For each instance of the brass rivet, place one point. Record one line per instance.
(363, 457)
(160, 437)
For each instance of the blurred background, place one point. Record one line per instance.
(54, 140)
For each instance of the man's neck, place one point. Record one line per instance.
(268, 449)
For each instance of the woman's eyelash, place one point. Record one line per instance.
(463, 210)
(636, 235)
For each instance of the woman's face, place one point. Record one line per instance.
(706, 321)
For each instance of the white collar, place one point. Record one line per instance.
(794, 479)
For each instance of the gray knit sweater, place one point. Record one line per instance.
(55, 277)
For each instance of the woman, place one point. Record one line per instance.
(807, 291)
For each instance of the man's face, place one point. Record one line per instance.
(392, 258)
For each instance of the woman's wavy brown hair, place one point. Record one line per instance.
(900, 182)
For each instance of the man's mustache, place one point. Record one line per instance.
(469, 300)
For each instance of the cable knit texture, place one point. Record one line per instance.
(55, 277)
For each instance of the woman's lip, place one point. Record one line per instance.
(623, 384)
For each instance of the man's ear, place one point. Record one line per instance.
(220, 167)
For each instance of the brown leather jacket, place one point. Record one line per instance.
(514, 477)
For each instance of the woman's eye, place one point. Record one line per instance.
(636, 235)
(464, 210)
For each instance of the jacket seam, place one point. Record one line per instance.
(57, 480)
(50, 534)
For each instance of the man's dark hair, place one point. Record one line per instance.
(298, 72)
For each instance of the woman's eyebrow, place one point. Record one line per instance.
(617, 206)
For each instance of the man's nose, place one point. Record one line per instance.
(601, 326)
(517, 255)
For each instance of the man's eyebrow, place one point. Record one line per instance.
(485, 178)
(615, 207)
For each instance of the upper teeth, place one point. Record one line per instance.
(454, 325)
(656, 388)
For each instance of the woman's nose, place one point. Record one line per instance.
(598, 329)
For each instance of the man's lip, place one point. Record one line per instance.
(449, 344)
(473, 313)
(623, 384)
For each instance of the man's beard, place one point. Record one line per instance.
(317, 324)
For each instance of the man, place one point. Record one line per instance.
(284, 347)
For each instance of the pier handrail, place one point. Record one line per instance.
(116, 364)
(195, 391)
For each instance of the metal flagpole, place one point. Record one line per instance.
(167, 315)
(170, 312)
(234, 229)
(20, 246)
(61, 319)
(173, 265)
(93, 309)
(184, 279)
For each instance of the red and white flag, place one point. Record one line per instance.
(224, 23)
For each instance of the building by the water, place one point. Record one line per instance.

________________

- [Problem to work on]: Go through the material above line by line and copy it exactly.

- [Solution below]:
For each instance of the brass rivet, place one point. Record one line per instance.
(363, 457)
(160, 437)
For each instance of the blurred background, place one point. Record one line per instance.
(54, 140)
For each instance of the man's neck, place one point. Record one line per instance.
(268, 449)
For each instance of the woman's eyelash, place one point. Record one line per instance.
(463, 210)
(636, 235)
For each instance of the woman's face, place one point. Record one line per instance.
(706, 321)
For each instance of the white collar, place one point. Record one line per instance.
(794, 479)
For each instance of the gray knit sweater, place one point. Record one line per instance.
(55, 277)
For each instance of the woman, place one point. Record one line per instance.
(807, 291)
For each instance of the man's face, place one point. Record one line per instance.
(392, 258)
For each instance of the woman's wavy brown hair, place one point. Record one line per instance.
(900, 182)
For each instance of the man's mustache, place one point. Record one line per instance.
(469, 300)
For each instance of the cable knit texture, place one point. Record one line per instance.
(55, 277)
For each instance of the woman's lip, place one point. Record one line per instance.
(623, 384)
For each instance of the man's ear, place one point. Record one line per instance.
(220, 167)
For each instance of the brown leather jacket, place one point. Record one line per instance.
(514, 477)
For each instance of the woman's eye, place one point. Record one line per instance.
(636, 235)
(464, 210)
For each instance of the jacket seam, place one point. Record one line per instance.
(57, 480)
(50, 534)
For each instance of the man's dark hair, place one point. Record one line per instance.
(298, 72)
For each instance of the woman's eyebrow, place one point. Record one line per instance.
(617, 206)
For each instance of the man's nose, place one point. Record one line per instance.
(601, 326)
(517, 255)
For each instance of the man's eyebrow, place one point. Record one line per instance.
(485, 178)
(615, 207)
For each instance of the upper teeth, place one point. Record one line per instance.
(454, 325)
(656, 388)
For each instance of the woman's nose, place one point. Record one line per instance.
(598, 329)
For each instance of the man's lip, place one point. Record one line per instance.
(449, 344)
(473, 313)
(623, 384)
For each instance of the man's beard, place one point. Record one line per instance.
(317, 324)
For each instance of the man, place one point. Record one line per instance.
(284, 347)
For each instance of the pier handrail, place one point. Record one line per instance.
(116, 364)
(195, 391)
For each instance of the metal flagpole, place one point. Record one line per instance.
(167, 315)
(170, 312)
(234, 229)
(20, 246)
(61, 319)
(173, 265)
(93, 309)
(184, 279)
For each instance of the red and white flag, place one point. Record one line per instance.
(224, 23)
For each instance of the building by the water, place one point. Record one line per instance.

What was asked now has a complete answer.